* [Records drawn from a dataset]:

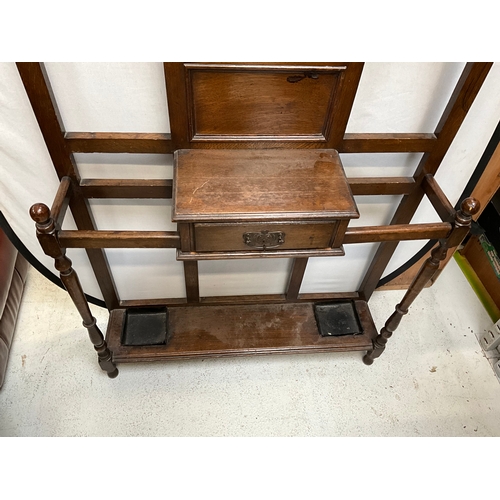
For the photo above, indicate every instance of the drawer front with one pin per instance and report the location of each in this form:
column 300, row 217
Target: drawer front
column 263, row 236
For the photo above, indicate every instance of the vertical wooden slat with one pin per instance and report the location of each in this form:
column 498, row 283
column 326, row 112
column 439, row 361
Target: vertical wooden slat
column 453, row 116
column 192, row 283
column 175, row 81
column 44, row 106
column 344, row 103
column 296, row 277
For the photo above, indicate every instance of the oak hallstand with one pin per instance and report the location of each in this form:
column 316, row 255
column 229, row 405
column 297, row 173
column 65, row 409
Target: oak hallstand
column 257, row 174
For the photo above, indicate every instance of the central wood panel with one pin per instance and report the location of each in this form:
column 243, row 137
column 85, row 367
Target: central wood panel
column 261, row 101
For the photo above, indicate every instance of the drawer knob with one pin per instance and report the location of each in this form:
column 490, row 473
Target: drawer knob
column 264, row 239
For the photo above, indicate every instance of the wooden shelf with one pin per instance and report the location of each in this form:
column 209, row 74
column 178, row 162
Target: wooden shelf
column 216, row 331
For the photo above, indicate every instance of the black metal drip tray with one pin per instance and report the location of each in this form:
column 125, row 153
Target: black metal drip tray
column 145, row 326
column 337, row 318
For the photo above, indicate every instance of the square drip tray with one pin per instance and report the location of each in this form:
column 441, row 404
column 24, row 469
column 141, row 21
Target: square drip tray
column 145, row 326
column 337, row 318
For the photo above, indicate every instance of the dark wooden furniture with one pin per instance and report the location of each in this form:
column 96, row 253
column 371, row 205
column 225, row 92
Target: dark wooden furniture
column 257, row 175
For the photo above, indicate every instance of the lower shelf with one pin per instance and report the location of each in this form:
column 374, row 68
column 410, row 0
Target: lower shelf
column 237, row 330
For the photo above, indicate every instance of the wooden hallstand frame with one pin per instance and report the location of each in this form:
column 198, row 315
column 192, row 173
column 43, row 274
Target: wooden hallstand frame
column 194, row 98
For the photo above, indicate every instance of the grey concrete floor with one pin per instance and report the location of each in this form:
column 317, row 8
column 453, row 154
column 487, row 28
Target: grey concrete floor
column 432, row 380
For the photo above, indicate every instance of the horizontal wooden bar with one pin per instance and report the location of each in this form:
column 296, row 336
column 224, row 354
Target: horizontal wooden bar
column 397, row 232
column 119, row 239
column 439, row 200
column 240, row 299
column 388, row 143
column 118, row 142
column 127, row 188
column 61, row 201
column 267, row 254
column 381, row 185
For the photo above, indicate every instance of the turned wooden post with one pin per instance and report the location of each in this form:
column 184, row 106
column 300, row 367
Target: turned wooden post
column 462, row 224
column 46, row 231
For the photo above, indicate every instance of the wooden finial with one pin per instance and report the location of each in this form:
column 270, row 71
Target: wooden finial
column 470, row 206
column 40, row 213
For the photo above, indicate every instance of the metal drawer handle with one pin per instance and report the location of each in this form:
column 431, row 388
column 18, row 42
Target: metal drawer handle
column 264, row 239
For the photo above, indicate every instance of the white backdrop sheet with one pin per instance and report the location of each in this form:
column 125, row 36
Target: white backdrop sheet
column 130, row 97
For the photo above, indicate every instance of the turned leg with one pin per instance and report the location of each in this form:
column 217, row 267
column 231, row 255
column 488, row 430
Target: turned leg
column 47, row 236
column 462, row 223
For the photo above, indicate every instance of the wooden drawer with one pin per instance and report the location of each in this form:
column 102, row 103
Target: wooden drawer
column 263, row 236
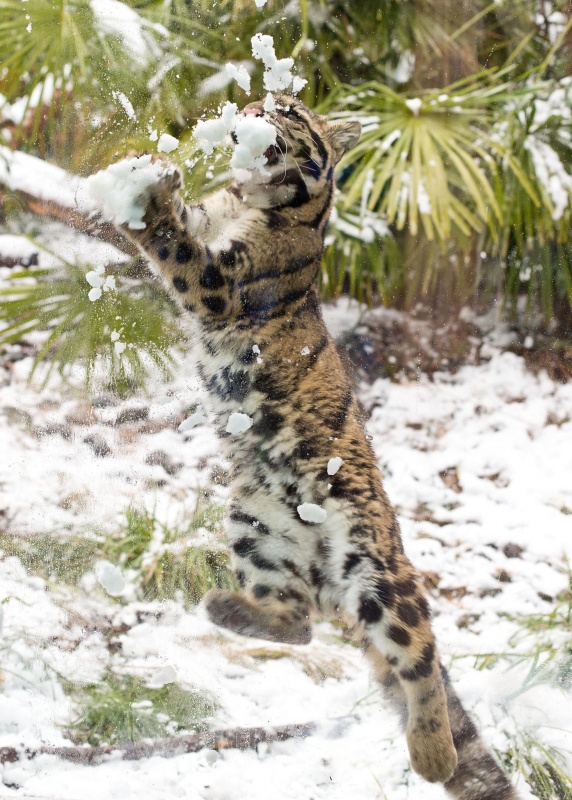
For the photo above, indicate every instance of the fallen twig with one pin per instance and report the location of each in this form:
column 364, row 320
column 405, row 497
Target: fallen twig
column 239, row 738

---

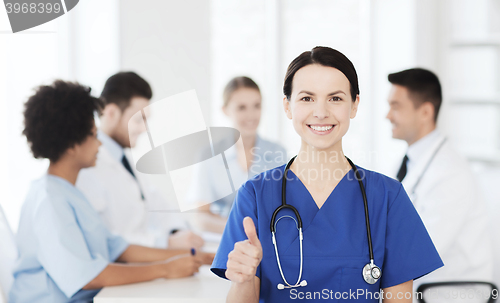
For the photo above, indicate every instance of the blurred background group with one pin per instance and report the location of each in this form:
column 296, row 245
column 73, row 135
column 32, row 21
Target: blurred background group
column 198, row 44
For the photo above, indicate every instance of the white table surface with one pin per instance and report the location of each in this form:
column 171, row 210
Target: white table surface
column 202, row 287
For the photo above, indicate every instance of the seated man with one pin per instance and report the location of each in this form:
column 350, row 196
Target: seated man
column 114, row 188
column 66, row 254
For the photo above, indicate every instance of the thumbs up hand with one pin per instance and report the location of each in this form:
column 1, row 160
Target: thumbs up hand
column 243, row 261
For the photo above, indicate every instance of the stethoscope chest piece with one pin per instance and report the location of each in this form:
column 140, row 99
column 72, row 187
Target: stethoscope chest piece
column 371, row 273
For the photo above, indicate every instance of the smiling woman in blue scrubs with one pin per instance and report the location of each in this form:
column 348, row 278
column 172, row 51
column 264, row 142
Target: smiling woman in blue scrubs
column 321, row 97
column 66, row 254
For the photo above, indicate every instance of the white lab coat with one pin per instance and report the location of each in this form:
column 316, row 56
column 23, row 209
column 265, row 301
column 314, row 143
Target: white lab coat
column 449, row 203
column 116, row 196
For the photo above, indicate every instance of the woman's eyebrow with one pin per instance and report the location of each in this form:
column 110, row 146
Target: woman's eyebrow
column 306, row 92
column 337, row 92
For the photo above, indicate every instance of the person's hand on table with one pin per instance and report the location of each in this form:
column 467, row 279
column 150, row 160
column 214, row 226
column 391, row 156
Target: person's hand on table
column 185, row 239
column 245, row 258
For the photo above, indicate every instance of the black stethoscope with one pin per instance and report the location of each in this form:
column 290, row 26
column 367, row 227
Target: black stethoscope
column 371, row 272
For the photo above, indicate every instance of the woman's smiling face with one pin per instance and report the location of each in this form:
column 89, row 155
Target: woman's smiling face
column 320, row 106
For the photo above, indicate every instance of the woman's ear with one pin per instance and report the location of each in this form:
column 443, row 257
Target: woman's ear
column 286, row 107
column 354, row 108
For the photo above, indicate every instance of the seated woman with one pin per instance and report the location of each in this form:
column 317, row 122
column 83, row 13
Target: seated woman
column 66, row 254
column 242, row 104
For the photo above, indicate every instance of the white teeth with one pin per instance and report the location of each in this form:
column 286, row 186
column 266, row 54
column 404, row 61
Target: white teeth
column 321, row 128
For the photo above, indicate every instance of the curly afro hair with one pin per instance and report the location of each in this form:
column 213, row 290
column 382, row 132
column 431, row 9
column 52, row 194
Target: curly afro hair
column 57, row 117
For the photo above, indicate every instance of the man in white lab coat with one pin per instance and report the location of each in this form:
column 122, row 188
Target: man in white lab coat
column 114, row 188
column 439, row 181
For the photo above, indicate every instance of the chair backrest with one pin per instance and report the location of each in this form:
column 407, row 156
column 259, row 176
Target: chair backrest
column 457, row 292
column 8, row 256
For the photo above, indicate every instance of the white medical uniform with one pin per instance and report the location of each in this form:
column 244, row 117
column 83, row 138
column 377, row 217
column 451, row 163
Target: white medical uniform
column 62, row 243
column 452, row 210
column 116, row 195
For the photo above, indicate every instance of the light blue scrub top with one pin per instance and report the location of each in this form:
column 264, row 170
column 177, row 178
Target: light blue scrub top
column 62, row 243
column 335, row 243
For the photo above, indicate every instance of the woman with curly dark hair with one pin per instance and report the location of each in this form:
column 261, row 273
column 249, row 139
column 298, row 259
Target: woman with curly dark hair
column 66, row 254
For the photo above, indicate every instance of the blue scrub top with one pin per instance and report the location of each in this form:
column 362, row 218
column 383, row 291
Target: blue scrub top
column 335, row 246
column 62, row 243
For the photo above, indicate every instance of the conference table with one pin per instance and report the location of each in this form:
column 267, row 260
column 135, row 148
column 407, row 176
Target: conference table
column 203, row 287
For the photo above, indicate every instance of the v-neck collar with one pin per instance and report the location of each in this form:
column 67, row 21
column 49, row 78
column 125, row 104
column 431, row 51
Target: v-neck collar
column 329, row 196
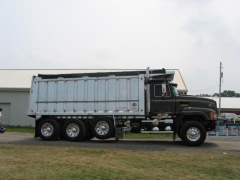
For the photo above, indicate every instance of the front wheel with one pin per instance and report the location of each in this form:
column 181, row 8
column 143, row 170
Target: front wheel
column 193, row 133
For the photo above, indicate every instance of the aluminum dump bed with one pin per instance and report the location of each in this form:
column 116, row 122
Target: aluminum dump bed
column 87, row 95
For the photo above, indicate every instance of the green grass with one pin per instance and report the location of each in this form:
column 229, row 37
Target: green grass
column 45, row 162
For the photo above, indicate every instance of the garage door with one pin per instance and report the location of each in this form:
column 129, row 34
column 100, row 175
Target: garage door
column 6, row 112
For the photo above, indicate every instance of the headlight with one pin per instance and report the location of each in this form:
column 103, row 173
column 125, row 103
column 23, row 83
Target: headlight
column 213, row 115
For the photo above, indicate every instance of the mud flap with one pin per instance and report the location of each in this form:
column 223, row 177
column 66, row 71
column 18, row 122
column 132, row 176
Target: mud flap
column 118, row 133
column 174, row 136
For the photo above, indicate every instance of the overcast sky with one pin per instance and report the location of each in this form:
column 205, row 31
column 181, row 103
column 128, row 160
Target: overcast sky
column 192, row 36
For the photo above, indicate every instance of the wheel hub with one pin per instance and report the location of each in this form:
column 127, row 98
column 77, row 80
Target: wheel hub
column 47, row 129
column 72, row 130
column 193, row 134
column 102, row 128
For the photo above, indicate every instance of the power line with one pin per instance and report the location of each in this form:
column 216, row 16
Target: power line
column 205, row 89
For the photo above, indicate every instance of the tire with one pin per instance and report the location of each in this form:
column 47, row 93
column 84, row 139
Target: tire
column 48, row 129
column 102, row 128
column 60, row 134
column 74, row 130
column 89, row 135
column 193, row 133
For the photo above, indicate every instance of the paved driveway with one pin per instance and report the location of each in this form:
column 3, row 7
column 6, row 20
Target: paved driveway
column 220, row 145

* [Exercise requirements]:
Please make an exact copy of the lines above from the line with "column 229, row 37" through the line with "column 100, row 175", both ends included.

* [Exercise output]:
column 229, row 37
Target: green grass
column 45, row 162
For the photo above, indicate every instance of the garage door with one pin per instance and report the location of each in this form:
column 129, row 34
column 100, row 175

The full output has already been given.